▶ [TASK BRIEF]: Collect every line of the items below that contains the string "covered", matching case exactly.

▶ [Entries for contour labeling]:
<<<<
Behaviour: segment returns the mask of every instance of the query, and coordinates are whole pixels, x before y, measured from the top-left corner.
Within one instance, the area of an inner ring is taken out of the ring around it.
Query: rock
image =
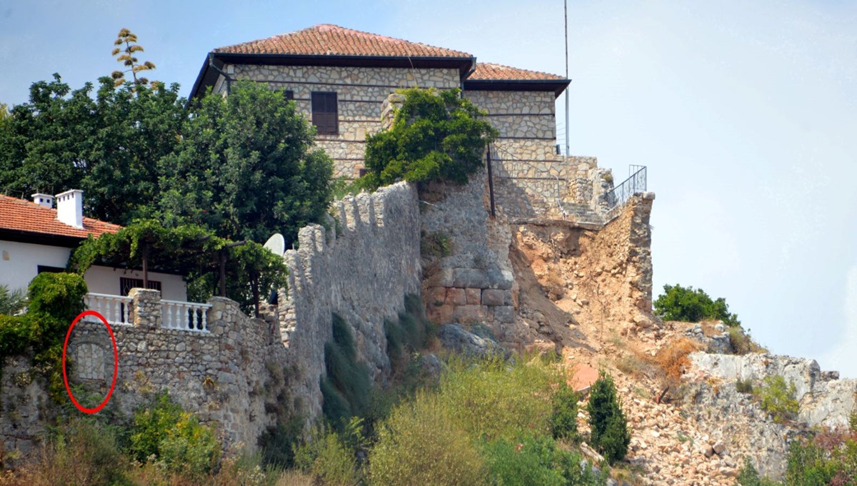
[[[495,341],[464,330],[458,324],[440,326],[437,337],[444,347],[462,354],[482,357],[502,353],[502,348]]]

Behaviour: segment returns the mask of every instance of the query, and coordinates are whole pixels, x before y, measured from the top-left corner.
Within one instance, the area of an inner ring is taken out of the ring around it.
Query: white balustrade
[[[208,332],[208,304],[161,300],[161,325],[169,329]]]
[[[129,312],[131,310],[130,297],[90,293],[84,297],[84,302],[87,309],[95,311],[104,316],[105,319],[111,325],[127,326],[130,324],[128,318]],[[100,322],[94,316],[87,316],[83,320],[92,323]]]

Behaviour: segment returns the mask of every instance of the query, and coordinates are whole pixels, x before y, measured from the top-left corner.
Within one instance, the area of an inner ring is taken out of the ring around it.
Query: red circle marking
[[[77,403],[77,400],[75,400],[75,395],[71,393],[71,388],[69,387],[69,377],[65,373],[65,352],[66,348],[69,347],[69,338],[71,337],[71,330],[77,325],[78,321],[87,316],[95,316],[100,319],[102,323],[104,323],[105,327],[107,328],[107,332],[110,333],[110,340],[113,343],[113,382],[110,385],[110,391],[107,392],[107,396],[105,397],[105,400],[101,402],[101,405],[96,406],[95,408],[87,408]],[[95,413],[99,412],[104,408],[105,405],[107,405],[108,401],[110,401],[110,397],[113,394],[113,388],[116,387],[116,377],[118,374],[119,351],[116,347],[116,337],[113,335],[113,329],[111,329],[110,324],[107,323],[107,319],[95,311],[84,311],[81,312],[81,314],[75,318],[75,322],[71,323],[71,327],[69,328],[69,332],[65,333],[65,343],[63,345],[63,382],[65,382],[65,391],[69,393],[69,398],[71,399],[71,403],[74,403],[75,406],[84,413]]]

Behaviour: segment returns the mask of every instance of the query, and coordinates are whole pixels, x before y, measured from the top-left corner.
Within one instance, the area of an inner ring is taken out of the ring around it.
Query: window
[[[319,134],[337,134],[336,92],[313,92],[313,125]]]

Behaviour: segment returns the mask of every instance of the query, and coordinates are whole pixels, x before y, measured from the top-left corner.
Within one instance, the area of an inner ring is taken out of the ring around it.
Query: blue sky
[[[857,3],[568,9],[571,151],[617,181],[649,167],[656,293],[725,297],[771,351],[857,377]],[[319,23],[562,74],[562,14],[560,0],[0,0],[0,103],[54,72],[75,88],[109,74],[122,27],[149,77],[185,95],[211,49]]]

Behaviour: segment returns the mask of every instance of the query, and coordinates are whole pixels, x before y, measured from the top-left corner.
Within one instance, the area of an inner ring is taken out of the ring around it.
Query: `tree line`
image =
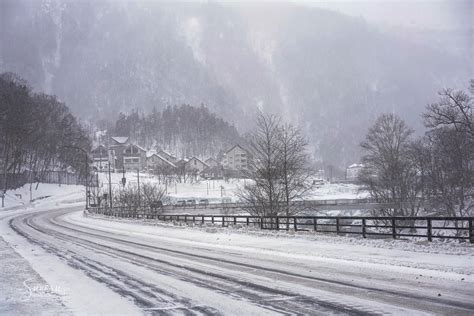
[[[380,116],[361,143],[363,189],[396,207],[378,215],[469,216],[474,209],[474,80],[470,92],[444,89],[422,114],[426,133],[394,114]]]
[[[237,129],[201,105],[167,106],[151,113],[120,113],[112,134],[129,136],[147,149],[166,150],[184,157],[216,157],[237,143]]]
[[[8,179],[30,171],[30,181],[47,170],[73,168],[86,174],[91,141],[69,108],[55,96],[35,93],[13,73],[0,74],[0,172]],[[12,177],[13,176],[13,177]]]
[[[300,130],[279,116],[258,113],[256,128],[247,135],[251,157],[245,176],[252,181],[237,196],[258,216],[289,216],[299,210],[294,201],[311,189],[308,142]]]

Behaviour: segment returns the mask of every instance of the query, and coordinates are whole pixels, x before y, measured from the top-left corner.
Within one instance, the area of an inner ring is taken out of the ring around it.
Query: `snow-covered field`
[[[2,314],[474,312],[471,244],[110,220],[84,216],[81,187],[43,194],[0,211],[1,253],[19,254]]]
[[[112,173],[111,182],[113,188],[121,187],[122,173]],[[127,183],[137,184],[137,173],[127,172],[125,174]],[[99,174],[101,188],[108,189],[108,174]],[[194,183],[172,183],[167,186],[167,195],[175,199],[209,199],[210,202],[221,202],[223,198],[236,201],[235,190],[251,180],[230,179],[224,180],[201,180]],[[140,183],[154,183],[158,185],[155,176],[140,173]],[[359,186],[355,184],[326,183],[314,186],[309,192],[308,200],[333,200],[333,199],[358,199],[368,197],[367,192],[359,192]]]
[[[48,199],[49,197],[52,198]],[[59,185],[50,183],[40,183],[38,186],[36,186],[36,183],[32,186],[25,184],[16,190],[7,191],[5,194],[4,210],[11,208],[31,208],[36,205],[45,206],[48,203],[54,204],[57,201],[64,202],[64,198],[67,198],[71,203],[84,203],[84,187],[81,185]],[[1,211],[2,209],[0,208],[0,212]]]

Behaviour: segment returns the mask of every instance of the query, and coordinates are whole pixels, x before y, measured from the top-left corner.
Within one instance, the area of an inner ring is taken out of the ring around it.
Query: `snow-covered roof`
[[[239,144],[237,144],[237,145],[232,146],[232,148],[229,149],[228,151],[226,151],[225,153],[227,154],[227,153],[231,152],[231,151],[232,151],[234,148],[236,148],[236,147],[239,147],[240,149],[242,149],[242,150],[245,151],[245,152],[247,151],[247,150],[245,150],[245,148],[243,148],[242,146],[240,146]]]
[[[143,150],[143,151],[145,151],[145,152],[146,152],[145,148],[143,148],[143,147],[142,147],[142,146],[140,146],[140,145],[137,145],[137,144],[132,144],[132,146],[135,146],[135,147],[137,147],[138,149],[140,149],[140,150]]]
[[[158,154],[160,154],[160,153],[163,153],[163,154],[165,154],[165,155],[167,155],[167,156],[170,156],[170,157],[176,158],[175,156],[173,156],[172,154],[170,154],[169,152],[167,152],[167,151],[164,151],[164,150],[160,150],[160,151],[158,152]]]
[[[115,136],[115,137],[112,137],[112,139],[119,144],[125,144],[128,141],[128,137],[121,137],[121,136]]]
[[[350,165],[349,167],[347,167],[347,169],[355,169],[355,168],[363,168],[364,165],[361,164],[361,163],[354,163],[352,165]]]
[[[201,159],[196,158],[196,157],[193,157],[193,158],[189,159],[186,163],[191,162],[193,159],[196,159],[197,161],[199,161],[200,163],[202,163],[204,166],[209,167],[209,165],[208,165],[207,163],[203,162]]]
[[[152,154],[151,156],[147,157],[147,159],[150,159],[150,158],[153,157],[153,156],[156,156],[156,157],[158,157],[159,159],[163,160],[164,162],[166,162],[166,163],[167,163],[168,165],[170,165],[171,167],[177,168],[177,166],[176,166],[174,163],[172,163],[172,162],[169,161],[168,159],[166,159],[166,158],[164,158],[163,156],[160,156],[160,155],[158,155],[158,154]]]

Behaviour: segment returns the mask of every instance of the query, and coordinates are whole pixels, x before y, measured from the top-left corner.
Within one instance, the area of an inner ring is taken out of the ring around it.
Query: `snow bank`
[[[68,215],[68,220],[85,227],[127,232],[154,239],[173,239],[196,246],[228,249],[242,253],[266,253],[291,260],[333,261],[338,264],[392,272],[424,274],[440,278],[465,278],[474,282],[474,247],[471,244],[413,240],[373,240],[320,233],[260,231],[247,227],[219,228],[206,225],[156,221],[108,220]]]

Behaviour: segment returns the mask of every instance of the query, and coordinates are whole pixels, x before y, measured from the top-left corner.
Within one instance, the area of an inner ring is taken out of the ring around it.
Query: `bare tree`
[[[473,89],[471,81],[471,89]],[[450,127],[474,138],[473,98],[466,92],[444,89],[440,100],[429,104],[423,114],[428,128]]]
[[[372,198],[393,203],[382,209],[384,215],[411,215],[419,211],[418,170],[409,156],[413,131],[394,114],[383,114],[369,129],[361,143],[365,150],[360,181]]]
[[[286,216],[298,212],[292,201],[303,199],[311,189],[313,175],[308,167],[307,140],[291,124],[283,124],[278,131],[278,160],[284,192]]]
[[[238,190],[238,197],[248,204],[248,211],[258,216],[275,216],[281,212],[284,192],[281,190],[279,161],[280,119],[258,113],[257,127],[248,135],[252,159],[246,177],[252,179]]]
[[[449,216],[469,216],[474,209],[473,106],[466,92],[445,89],[423,114],[431,128],[429,189],[436,211]]]
[[[259,216],[295,214],[292,202],[303,199],[311,188],[306,139],[296,127],[280,121],[259,113],[257,128],[248,137],[252,159],[245,175],[253,181],[238,196]]]

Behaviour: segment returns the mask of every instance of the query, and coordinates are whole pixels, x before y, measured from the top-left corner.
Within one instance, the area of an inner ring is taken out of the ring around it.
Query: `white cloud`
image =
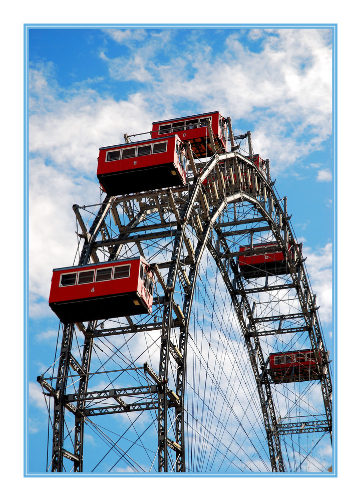
[[[316,304],[320,308],[318,314],[322,323],[332,321],[332,246],[327,243],[315,251],[304,247],[303,255],[307,256],[305,265],[310,277],[314,294],[317,296]]]
[[[329,31],[268,30],[266,37],[264,30],[224,30],[220,54],[203,43],[201,31],[192,32],[185,46],[165,30],[169,59],[159,62],[150,35],[130,55],[107,59],[111,74],[146,83],[154,106],[162,110],[159,119],[183,101],[192,110],[219,109],[234,125],[251,120],[255,151],[273,159],[274,172],[321,147],[331,131]],[[245,33],[263,37],[259,52],[244,45]]]
[[[321,170],[319,170],[317,173],[317,181],[332,181],[332,173],[330,170],[328,169],[323,169]]]

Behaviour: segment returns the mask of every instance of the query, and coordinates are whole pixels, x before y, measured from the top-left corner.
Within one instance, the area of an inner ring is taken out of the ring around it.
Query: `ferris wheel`
[[[49,470],[326,471],[328,352],[268,161],[218,112],[150,134],[100,148],[53,272]]]

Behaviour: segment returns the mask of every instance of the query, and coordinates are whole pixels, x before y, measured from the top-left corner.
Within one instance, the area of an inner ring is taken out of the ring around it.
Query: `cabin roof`
[[[189,118],[195,118],[198,117],[207,117],[209,115],[214,115],[215,113],[219,113],[219,112],[217,110],[216,111],[209,111],[207,113],[198,113],[197,115],[190,115],[187,117],[179,117],[178,118],[170,118],[168,119],[167,120],[159,120],[157,122],[152,122],[152,125],[154,125],[155,124],[161,124],[161,123],[169,123],[171,122],[176,122],[177,120],[186,120]],[[220,113],[219,113],[220,115]]]
[[[61,272],[64,271],[65,270],[78,270],[79,268],[81,268],[82,270],[85,268],[95,268],[97,266],[101,266],[102,265],[109,265],[109,266],[113,266],[117,264],[121,264],[122,263],[127,263],[129,261],[143,261],[144,263],[147,262],[145,261],[144,258],[142,258],[141,256],[136,257],[135,258],[129,258],[125,259],[120,259],[117,260],[116,261],[105,261],[102,262],[102,263],[92,263],[88,265],[77,265],[75,266],[67,266],[66,267],[63,267],[61,268],[54,268],[53,270],[53,272]]]
[[[161,137],[155,137],[155,138],[150,138],[148,139],[142,139],[141,141],[132,141],[131,143],[122,143],[121,144],[113,144],[111,146],[102,146],[101,148],[99,148],[99,151],[100,150],[108,150],[110,148],[123,148],[125,146],[128,146],[129,147],[132,146],[137,146],[139,144],[149,144],[149,143],[154,143],[161,141],[164,141],[165,139],[168,139],[170,138],[173,138],[175,136],[177,136],[180,141],[179,137],[177,134],[171,134],[169,136],[164,136]]]

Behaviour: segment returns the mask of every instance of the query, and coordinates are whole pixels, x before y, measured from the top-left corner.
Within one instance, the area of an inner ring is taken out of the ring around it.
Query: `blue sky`
[[[332,30],[34,26],[28,42],[29,470],[44,471],[46,461],[36,377],[56,341],[52,271],[71,266],[75,255],[72,206],[98,199],[99,148],[149,131],[152,121],[219,110],[236,134],[251,131],[254,151],[270,159],[280,197],[287,197],[332,350]]]

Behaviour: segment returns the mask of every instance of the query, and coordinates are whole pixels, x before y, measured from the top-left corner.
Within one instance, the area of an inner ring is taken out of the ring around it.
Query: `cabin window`
[[[138,148],[138,156],[144,156],[145,155],[150,155],[151,144],[147,144],[145,146],[139,146]]]
[[[64,287],[67,285],[75,285],[77,281],[77,273],[64,273],[60,278],[60,286]]]
[[[187,129],[196,129],[198,127],[197,120],[186,120],[186,128]]]
[[[279,365],[280,364],[284,363],[284,357],[274,357],[274,365]]]
[[[130,265],[121,265],[114,267],[114,279],[125,279],[129,276]]]
[[[104,282],[106,280],[111,280],[111,268],[99,268],[95,274],[96,282]]]
[[[175,123],[172,124],[172,127],[173,131],[183,130],[184,128],[184,122],[176,122]]]
[[[170,132],[170,124],[159,126],[159,134],[169,134]]]
[[[122,158],[132,158],[135,156],[135,148],[126,148],[123,150]]]
[[[120,150],[117,151],[108,151],[107,153],[107,161],[112,162],[114,160],[119,160],[120,158]]]
[[[78,284],[91,284],[94,280],[94,270],[87,270],[84,272],[79,272],[78,277]]]
[[[167,143],[155,143],[153,146],[154,153],[161,153],[167,151]]]

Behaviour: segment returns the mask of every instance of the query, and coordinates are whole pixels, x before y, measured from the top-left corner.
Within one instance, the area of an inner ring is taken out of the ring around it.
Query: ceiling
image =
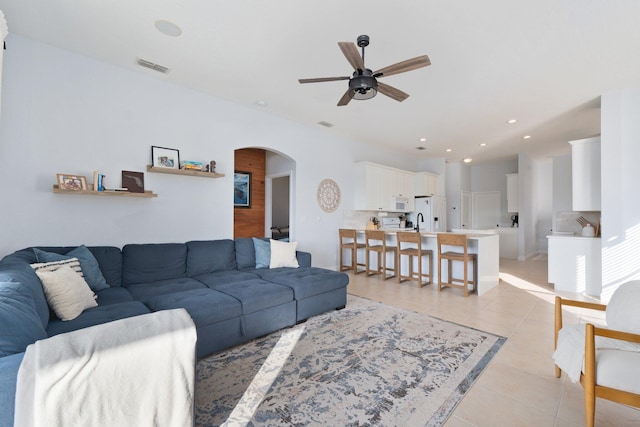
[[[600,133],[601,94],[640,86],[637,0],[0,0],[0,9],[10,33],[416,158],[567,154],[567,141]],[[182,34],[162,34],[158,20]],[[374,71],[429,55],[431,66],[381,80],[407,100],[338,107],[347,81],[298,83],[350,75],[337,42],[360,34]]]

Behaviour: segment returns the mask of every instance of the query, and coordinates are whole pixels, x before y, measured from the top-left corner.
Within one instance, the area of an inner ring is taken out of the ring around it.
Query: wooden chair
[[[367,250],[367,276],[373,276],[374,274],[382,274],[384,280],[396,277],[397,274],[397,262],[396,262],[396,250],[395,246],[387,246],[386,235],[384,231],[380,230],[366,230],[365,242]],[[371,252],[378,254],[378,264],[376,270],[371,269]],[[387,253],[393,253],[393,268],[387,267]],[[392,275],[387,275],[387,271],[393,271]]]
[[[340,237],[340,271],[353,270],[354,274],[364,273],[366,271],[366,264],[358,263],[358,249],[364,249],[366,245],[364,243],[358,243],[356,237],[356,230],[351,228],[341,228],[338,230]],[[344,251],[351,251],[351,264],[344,263]],[[365,268],[358,269],[358,266]]]
[[[556,296],[554,348],[558,347],[558,334],[562,329],[562,307],[564,306],[600,311],[607,309],[604,304],[575,301]],[[640,352],[596,349],[595,337],[608,337],[640,344],[640,334],[596,327],[591,323],[587,323],[584,327],[584,365],[580,374],[580,384],[584,389],[585,425],[593,427],[595,423],[596,397],[640,408],[640,383],[635,381],[639,377]],[[557,365],[555,369],[556,377],[560,378],[561,369]],[[634,385],[635,390],[624,389],[624,387],[629,387],[630,383]]]
[[[433,265],[433,251],[430,249],[422,249],[422,239],[420,233],[411,231],[399,231],[398,236],[398,283],[402,283],[405,280],[417,280],[420,287],[431,283],[432,272],[431,266]],[[407,245],[402,247],[402,244]],[[407,275],[402,275],[402,255],[406,255],[409,260]],[[422,272],[422,257],[426,256],[429,260],[428,269],[426,273]],[[413,259],[416,258],[418,264],[418,271],[413,270]],[[423,281],[426,279],[426,282]]]
[[[443,246],[449,247],[446,252],[442,251]],[[457,250],[451,250],[456,247]],[[447,261],[447,281],[442,281],[442,261]],[[452,263],[459,261],[463,264],[463,277],[454,278]],[[469,262],[473,266],[473,280],[469,277]],[[478,258],[476,254],[470,254],[467,246],[467,235],[459,233],[438,233],[438,291],[442,288],[458,287],[464,290],[464,296],[469,295],[469,285],[471,292],[476,292],[478,284]]]

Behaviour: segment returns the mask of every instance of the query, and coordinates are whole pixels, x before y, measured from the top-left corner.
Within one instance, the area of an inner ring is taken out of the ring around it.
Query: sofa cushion
[[[185,277],[186,271],[185,244],[130,244],[122,248],[122,283],[125,286]]]
[[[36,254],[38,262],[52,262],[70,258],[78,258],[78,260],[80,261],[80,266],[82,267],[82,274],[84,275],[84,279],[87,281],[91,289],[93,289],[94,291],[99,291],[109,287],[107,281],[102,275],[98,260],[84,245],[78,246],[77,248],[72,249],[64,255],[60,255],[55,252],[43,251],[38,248],[33,248],[33,252]]]
[[[209,287],[213,287],[222,283],[235,283],[241,282],[243,280],[253,280],[258,278],[259,276],[257,274],[238,270],[218,271],[215,273],[203,274],[201,276],[194,277],[194,279],[204,283]]]
[[[125,287],[135,300],[146,302],[157,295],[173,294],[176,292],[203,289],[203,283],[189,277],[179,279],[158,280],[149,283],[136,283]]]
[[[345,273],[318,267],[276,268],[256,272],[265,280],[293,289],[296,300],[344,288],[349,283],[349,276]]]
[[[233,240],[187,242],[187,276],[194,277],[236,268]]]
[[[0,357],[22,353],[47,334],[31,291],[20,282],[0,282]]]
[[[255,313],[293,301],[291,288],[257,278],[238,283],[224,283],[213,289],[238,299],[242,304],[242,314]]]
[[[119,304],[121,302],[133,301],[131,293],[123,287],[112,286],[102,291],[96,292],[98,305]]]
[[[235,243],[238,268],[256,268],[256,250],[253,246],[253,239],[239,237]]]
[[[146,304],[154,311],[184,308],[198,328],[242,314],[238,300],[209,288],[158,295],[148,299]]]
[[[146,313],[150,313],[150,310],[140,301],[98,306],[85,310],[80,316],[66,322],[52,318],[47,326],[47,333],[49,336],[58,335]]]
[[[35,262],[33,251],[29,251],[33,256],[30,261]],[[46,328],[49,322],[49,304],[44,296],[42,283],[33,271],[28,262],[16,258],[5,258],[0,262],[0,282],[20,282],[27,287],[31,293],[31,298],[35,305],[36,313],[40,318],[42,327]]]
[[[96,307],[95,295],[70,266],[54,271],[36,270],[51,309],[62,320],[73,320],[85,309]]]

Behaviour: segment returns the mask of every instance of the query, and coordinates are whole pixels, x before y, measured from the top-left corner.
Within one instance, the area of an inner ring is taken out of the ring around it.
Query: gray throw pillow
[[[45,252],[37,248],[34,248],[33,252],[36,254],[38,262],[53,262],[69,258],[78,258],[84,279],[92,291],[98,292],[109,287],[102,275],[98,260],[96,260],[96,257],[94,257],[91,251],[84,245],[78,246],[66,255],[60,255],[55,252]]]

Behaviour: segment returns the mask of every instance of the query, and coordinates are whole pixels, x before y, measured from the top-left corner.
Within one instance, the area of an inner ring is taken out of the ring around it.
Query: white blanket
[[[553,353],[553,360],[571,381],[578,382],[584,365],[584,340],[586,326],[584,324],[564,326],[558,333],[558,346]],[[640,344],[614,340],[596,336],[596,350],[617,349],[640,351]]]
[[[18,372],[15,426],[192,426],[196,331],[183,309],[37,341]]]

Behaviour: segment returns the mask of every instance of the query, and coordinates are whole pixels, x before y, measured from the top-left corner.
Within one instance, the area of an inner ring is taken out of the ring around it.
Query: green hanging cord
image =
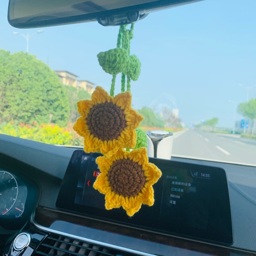
[[[110,95],[114,97],[115,96],[115,78],[116,75],[113,75],[112,77],[112,80],[111,83],[111,87],[110,88]]]
[[[124,92],[125,92],[125,75],[122,73],[121,78],[121,92],[124,93]]]
[[[127,76],[127,91],[131,91],[131,79]]]
[[[118,35],[117,35],[117,43],[116,43],[116,47],[118,48],[121,47],[123,29],[124,29],[122,27],[122,25],[119,27],[119,31],[118,32]]]
[[[124,31],[124,28],[122,27],[122,26],[120,26],[119,27],[119,31],[118,32],[118,35],[117,35],[117,42],[116,43],[116,47],[118,48],[121,48],[123,31]],[[116,78],[116,75],[113,75],[112,77],[111,87],[110,88],[110,96],[112,96],[112,97],[114,97],[115,96],[115,84]]]

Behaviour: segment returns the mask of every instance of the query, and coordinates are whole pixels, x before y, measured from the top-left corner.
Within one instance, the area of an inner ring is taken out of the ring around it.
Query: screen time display
[[[233,242],[225,173],[220,168],[150,158],[162,172],[153,185],[154,203],[142,205],[132,217],[122,207],[106,210],[105,195],[93,187],[100,174],[99,154],[76,150],[56,206],[90,217],[136,228],[230,244]]]

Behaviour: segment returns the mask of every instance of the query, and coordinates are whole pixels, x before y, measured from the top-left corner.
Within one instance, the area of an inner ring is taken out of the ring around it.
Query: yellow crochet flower
[[[162,173],[149,163],[146,148],[130,152],[119,149],[110,158],[98,157],[96,163],[101,173],[93,187],[105,194],[107,210],[122,206],[129,216],[132,216],[141,204],[153,205],[152,185]]]
[[[143,117],[131,106],[129,92],[112,97],[98,86],[92,95],[91,100],[78,102],[78,110],[81,116],[74,129],[84,137],[84,151],[100,151],[109,157],[119,148],[134,148],[136,144],[135,129]]]

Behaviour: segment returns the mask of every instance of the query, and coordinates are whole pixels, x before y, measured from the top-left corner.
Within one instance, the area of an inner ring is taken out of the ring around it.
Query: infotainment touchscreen
[[[57,207],[98,220],[164,234],[230,244],[232,222],[225,171],[220,168],[150,158],[162,176],[153,185],[155,202],[132,217],[122,208],[106,210],[105,196],[93,185],[100,173],[99,154],[74,152]]]

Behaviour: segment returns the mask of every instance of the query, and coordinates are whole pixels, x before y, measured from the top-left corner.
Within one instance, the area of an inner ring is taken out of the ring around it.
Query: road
>>>>
▶ [TASK RESPONSE]:
Query: `snow-covered field`
Query: `snow-covered roof`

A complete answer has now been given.